## OBJECTIF 1
D'après l'entretien avec Julie Sarloutte, dans quel lieu a eu lieu son véritable déclic créatif ?
## OBJECTIF 2
Poursuivez l'entretien avec Julie Sarloutte à la suite de sa dernière phrase.

--- TEXTE DU DOCUMENT ---

C’est au cœur du 13ème arrondissement, dans le petit café du Mk2 Bibliothèque que nous avons rendez-vous avec Julie Sarloutte. Si l’on y sert des rafraîchissements et autres douceurs, ce n’est pas pour cette raison que l’artiste nous a invité dans ce lieu. Étant une inconditionnelle du septième art, c’est ici, film après film, que la jeune femme rêve et trouve son inspiration.
Fan de séries et de blockbusters américains, Julie a grandi en admirant les héros de la Trilogie du Samedi. Passionnée par l’émotion que lui procurent les univers fantaisistes, l’artiste matérialise ses personnages favoris sur des toiles de lin, donnant ainsi une seconde vie à ses films préférés. Le coton pénètre la toile, s’exprime et dévoile des scènes écorchées vives, véritables hommages cinématographiques.
Critiquée par ses pairs aux Beaux Arts, jugée par les grands-mères expertes en la matière mais adoubée par les communautés de fans du monde entier, Julie est un ovni dans le monde de la broderie. Bienvenue dans un monde non-conventionnel où le fil est libérateur, bienvenue dans l’univers coloré de la peinture à l’aiguille !
La métaphore du grand bassin
Peux-tu nous parler de ton parcours artistique et de ta rencontre avec la broderie ?
Julie : Je suis rentrée aux Beaux Arts en peinture. J’avais donc l’habitude de jouer avec les couleurs. Malheureusement pour moi, je n’étais pas suffisamment douée pour arriver à la cheville des bons peintres de la formation. Ce constat m’a quelque peu déprimée au début. À l’époque je travaillais en parallèle dans une boutique Phildar. C’est dans cette environnement, entourée de pelotes de laine que ma curiosité pour l’art textile s’est développée. Mais mon véritable déclic créatif a eu lieu dans un Emmaüs, quand je suis tombée sur une grande scène de chasse entièrement réalisée au point de croix. Fascinée par le rendu majestueux de l’œuvre, je me suis dit “c’est exactement ce que je veux faire”.

--- MATÉRIEL FOURNI ---

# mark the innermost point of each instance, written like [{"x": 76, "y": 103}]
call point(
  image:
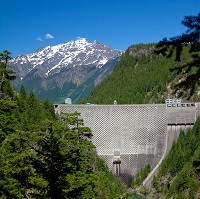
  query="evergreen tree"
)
[{"x": 189, "y": 73}]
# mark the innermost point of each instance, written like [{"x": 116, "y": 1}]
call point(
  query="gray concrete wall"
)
[
  {"x": 142, "y": 134},
  {"x": 138, "y": 132}
]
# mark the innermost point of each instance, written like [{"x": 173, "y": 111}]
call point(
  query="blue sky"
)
[{"x": 27, "y": 25}]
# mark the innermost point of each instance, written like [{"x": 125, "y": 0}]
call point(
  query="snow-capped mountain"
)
[{"x": 63, "y": 68}]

---

## RÉPONSE 1
Dans un Emmaüs, devant une grande scène de chasse réalisée au point de croix.

## RÉPONSE 2
“J’ai toujours eu plus de facilités à m’exprimer avec la peinture à l’aiguille qu’avec la peinture traditionnelle.”
Julie se lance alors tête baissée dans la pratique du point de croix sans mentor ni guide pour l’aider à prendre ses marques. Elle commence par représenter des scènes d’actualités où la violence exulte. Aux origines, sa démarche est revendicatrice et politique. Elle dénonce globalement l’injustice, en passant par des exemples tels que la guerre ou les violences policières. Mais après les attentats parisiens du 13 novembre 2015, la jeune femme ressent un blocage.
Julie : Après ces évènements tragiques, j’ai eu un blocage total. Je me suis dit que je ne pouvais plus représenter autant de violence dans mes réalisations. Au début l’objectif était de montrer ce qui se passait dans le monde et de dénoncer ces climats de tension, mes broderies étant un miroir de la société. Comme cela était devenu trop réel, trop présent dans notre quotidien, je me sentais paralysée. J’ai donc abandonné ces thématiques graves pour partir sur des sujets beaucoup plus légers. C’est comme ça que j’ai commencé à réaliser des portraits et des scènes de films.
Aux Beaux Arts de Paris, le profil atypique de Julie ne fait pas l’unanimité. Son attrait pour la pop culture lui vaut même des reproches de la part de ses professeurs. Bien que sa pratique artistique soit appréciée et reconnue, les thèmes qu’elle aborde sont décriés. Comment combattre des poids lourds de la culture classique tels que Cocteau, Chabrol ou encore Godard avec des personnages tirés de mythologies populaires comme Batman ou Edward Cullen ?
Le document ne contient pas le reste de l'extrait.